(begin)
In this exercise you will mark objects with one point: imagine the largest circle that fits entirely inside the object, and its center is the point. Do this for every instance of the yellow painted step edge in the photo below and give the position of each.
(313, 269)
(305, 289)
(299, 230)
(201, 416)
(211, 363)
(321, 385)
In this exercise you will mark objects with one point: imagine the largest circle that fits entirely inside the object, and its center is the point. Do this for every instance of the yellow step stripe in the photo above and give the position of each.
(end)
* [THE REQUEST] Copy out every line of the records above word for word, with nothing changed.

* [OUTPUT OF THE EXERCISE]
In this exercise you will mark objects with one point: imagine the largest circle that fits entirely inside the object, and its center is the point. Do this for every instance of the yellow painted step edge in the photo below and give the position of each.
(313, 269)
(305, 289)
(299, 230)
(201, 416)
(211, 363)
(321, 385)
In this exercise you will mark objects with one point: imagine the largest circle that fits entirely inside the object, and its center is the point. Do this for every instance of the yellow step stripe in the photo above and give the position of each.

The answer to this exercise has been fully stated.